■ **Consigne**: D'après le texte cité, quelle fonction Marius Bertolucci exerce-t-il à l'Université Aix-Marseille ?

■ **Texte cité**:
§ §

Après avoir remplacé les mains et les bras, la “machine” s'apprête-t–elle à supplanter têtes et cerveaux ? L’irruption de l'intelligence artificielle générative dans nos activités de création, de conception ou d'information interroge d’abord nos pratiques, bien sûr nos valeurs et notre éthique, mais également la pérennité économique de nos métiers. Plus largement, se pose la question du sens et de la maîtrise que l’Humain pense pouvoir garder sur le monde qui l’entoure. En parallèle du dérèglement climatique, assiste-t-on à un emballement technologique qui, lui aussi, contribuerait à notre perte ? Oui, répond, de manière tranchée, Marius Bertolucci, maître de conférences en sciences de gestion à l’Université Aix-Marseille et auteur de « L’Homme diminué par l’IA » (Editions Hermann).

§ §

■ **Données fournies**:

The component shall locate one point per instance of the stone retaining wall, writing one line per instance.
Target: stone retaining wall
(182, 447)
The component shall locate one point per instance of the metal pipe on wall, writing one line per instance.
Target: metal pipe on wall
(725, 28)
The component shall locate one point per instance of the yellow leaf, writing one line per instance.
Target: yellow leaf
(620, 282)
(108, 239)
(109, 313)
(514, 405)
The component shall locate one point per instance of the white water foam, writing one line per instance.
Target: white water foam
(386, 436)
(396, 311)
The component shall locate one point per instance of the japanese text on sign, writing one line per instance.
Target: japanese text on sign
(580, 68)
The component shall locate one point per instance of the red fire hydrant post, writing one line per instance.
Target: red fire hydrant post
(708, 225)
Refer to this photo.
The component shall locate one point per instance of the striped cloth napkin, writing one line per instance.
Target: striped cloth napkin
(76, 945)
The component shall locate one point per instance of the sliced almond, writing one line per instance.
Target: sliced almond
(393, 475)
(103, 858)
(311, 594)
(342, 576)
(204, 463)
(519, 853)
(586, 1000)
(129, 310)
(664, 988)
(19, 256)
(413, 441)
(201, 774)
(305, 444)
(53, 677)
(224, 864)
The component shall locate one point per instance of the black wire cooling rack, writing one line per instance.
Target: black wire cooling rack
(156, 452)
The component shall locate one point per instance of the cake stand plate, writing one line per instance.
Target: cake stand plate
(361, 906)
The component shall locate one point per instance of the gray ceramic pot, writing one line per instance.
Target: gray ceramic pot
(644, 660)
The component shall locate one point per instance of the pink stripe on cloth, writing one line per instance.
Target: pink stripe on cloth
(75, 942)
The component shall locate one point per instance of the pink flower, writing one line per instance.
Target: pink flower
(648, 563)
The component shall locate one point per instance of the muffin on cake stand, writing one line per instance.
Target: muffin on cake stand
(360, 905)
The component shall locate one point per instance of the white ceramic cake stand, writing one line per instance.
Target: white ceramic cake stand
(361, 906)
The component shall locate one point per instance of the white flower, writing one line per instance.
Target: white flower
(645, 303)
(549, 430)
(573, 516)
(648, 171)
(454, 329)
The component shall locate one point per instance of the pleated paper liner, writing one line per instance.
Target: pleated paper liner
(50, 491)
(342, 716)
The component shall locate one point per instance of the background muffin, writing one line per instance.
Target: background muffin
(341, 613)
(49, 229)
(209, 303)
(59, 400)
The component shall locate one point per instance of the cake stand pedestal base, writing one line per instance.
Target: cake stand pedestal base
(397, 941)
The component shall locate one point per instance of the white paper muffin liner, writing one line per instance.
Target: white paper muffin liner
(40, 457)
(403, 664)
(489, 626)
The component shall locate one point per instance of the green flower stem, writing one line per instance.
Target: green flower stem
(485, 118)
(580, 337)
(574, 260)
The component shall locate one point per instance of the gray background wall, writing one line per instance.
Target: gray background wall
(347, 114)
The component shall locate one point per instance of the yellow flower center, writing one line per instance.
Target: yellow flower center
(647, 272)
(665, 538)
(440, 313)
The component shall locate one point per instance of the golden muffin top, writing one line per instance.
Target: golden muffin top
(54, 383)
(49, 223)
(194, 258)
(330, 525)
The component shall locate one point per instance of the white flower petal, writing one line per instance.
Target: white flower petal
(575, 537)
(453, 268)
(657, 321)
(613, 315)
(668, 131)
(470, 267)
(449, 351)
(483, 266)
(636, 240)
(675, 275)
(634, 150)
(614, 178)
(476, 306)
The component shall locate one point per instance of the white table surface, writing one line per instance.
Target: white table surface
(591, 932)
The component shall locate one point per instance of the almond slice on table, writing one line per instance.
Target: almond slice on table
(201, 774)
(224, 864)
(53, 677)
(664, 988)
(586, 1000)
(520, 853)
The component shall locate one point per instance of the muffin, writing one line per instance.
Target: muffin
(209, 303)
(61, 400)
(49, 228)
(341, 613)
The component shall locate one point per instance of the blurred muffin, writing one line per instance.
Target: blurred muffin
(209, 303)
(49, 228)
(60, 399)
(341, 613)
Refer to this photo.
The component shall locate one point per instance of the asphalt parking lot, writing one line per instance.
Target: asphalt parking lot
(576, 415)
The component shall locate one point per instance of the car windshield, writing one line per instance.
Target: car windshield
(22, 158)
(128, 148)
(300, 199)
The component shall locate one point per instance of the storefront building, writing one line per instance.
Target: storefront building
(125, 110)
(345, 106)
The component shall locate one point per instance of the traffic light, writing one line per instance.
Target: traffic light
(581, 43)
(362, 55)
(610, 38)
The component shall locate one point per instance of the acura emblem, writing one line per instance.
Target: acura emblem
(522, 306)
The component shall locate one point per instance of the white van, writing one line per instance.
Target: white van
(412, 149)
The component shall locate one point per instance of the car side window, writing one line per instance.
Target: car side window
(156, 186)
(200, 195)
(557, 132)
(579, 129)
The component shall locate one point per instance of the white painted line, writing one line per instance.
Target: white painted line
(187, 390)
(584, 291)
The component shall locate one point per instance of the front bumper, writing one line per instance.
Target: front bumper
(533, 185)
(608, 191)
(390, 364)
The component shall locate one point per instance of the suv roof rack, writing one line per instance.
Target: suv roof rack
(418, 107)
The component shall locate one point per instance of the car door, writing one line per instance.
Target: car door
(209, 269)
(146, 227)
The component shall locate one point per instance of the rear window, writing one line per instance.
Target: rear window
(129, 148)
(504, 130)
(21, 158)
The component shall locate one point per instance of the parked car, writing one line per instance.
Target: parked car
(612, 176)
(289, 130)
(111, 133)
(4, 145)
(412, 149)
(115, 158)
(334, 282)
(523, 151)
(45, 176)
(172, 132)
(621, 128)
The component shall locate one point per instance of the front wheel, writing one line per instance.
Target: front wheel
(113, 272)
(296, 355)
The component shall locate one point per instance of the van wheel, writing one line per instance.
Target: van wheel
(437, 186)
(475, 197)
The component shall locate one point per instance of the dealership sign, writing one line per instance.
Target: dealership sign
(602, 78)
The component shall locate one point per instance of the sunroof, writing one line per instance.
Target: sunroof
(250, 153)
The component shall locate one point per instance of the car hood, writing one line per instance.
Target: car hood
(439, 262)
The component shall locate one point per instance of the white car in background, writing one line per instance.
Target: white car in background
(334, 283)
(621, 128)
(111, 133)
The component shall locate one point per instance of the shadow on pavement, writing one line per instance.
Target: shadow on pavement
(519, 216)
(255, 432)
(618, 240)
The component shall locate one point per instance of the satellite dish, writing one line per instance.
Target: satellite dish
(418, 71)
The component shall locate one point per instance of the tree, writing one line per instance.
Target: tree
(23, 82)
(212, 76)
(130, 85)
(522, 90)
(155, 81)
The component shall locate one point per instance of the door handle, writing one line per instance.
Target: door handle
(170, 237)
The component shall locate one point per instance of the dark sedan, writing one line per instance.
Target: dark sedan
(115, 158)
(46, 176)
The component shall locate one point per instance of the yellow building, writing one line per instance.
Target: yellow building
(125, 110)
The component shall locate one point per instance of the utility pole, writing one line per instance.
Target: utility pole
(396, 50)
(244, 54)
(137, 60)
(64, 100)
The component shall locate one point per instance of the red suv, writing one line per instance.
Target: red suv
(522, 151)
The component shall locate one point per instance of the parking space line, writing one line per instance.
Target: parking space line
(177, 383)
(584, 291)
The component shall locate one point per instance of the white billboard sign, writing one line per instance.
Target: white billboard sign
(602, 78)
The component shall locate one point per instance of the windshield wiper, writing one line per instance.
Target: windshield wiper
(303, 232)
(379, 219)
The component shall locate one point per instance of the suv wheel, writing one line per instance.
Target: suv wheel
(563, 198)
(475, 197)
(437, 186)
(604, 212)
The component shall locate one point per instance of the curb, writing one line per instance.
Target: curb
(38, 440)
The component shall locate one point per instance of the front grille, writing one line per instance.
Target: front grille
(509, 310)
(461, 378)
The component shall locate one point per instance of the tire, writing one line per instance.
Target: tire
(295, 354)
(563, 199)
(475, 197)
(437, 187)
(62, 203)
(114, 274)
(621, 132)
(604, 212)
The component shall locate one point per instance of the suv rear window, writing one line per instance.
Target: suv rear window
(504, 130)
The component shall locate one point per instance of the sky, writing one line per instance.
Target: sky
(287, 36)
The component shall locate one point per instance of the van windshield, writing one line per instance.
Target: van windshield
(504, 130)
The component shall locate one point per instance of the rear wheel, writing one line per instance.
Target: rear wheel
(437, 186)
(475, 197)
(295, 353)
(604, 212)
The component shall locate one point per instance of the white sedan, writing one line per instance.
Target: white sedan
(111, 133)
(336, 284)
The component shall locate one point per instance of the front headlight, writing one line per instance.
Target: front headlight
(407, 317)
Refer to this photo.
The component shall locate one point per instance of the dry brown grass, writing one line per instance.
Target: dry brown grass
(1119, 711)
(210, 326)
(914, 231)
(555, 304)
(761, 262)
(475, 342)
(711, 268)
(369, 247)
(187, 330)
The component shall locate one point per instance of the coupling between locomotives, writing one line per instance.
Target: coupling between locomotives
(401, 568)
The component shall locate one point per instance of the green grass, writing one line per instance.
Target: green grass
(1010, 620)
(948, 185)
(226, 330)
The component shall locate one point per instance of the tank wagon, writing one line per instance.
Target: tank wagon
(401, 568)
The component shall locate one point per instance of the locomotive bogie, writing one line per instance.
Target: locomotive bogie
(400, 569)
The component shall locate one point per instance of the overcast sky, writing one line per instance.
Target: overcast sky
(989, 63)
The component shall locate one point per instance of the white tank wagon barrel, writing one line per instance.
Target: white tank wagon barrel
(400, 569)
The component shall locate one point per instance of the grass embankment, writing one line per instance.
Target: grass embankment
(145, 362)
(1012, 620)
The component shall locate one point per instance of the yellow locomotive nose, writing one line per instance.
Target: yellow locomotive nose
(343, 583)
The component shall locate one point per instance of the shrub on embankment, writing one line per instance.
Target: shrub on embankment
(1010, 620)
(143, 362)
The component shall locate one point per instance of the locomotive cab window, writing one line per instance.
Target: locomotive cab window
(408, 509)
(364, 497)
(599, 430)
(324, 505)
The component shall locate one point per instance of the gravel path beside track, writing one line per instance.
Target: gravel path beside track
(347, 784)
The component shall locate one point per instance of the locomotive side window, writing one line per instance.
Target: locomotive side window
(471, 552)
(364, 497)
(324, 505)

§ §

■ **Résultat attendu**: Il y est maître de conférences en sciences de gestion.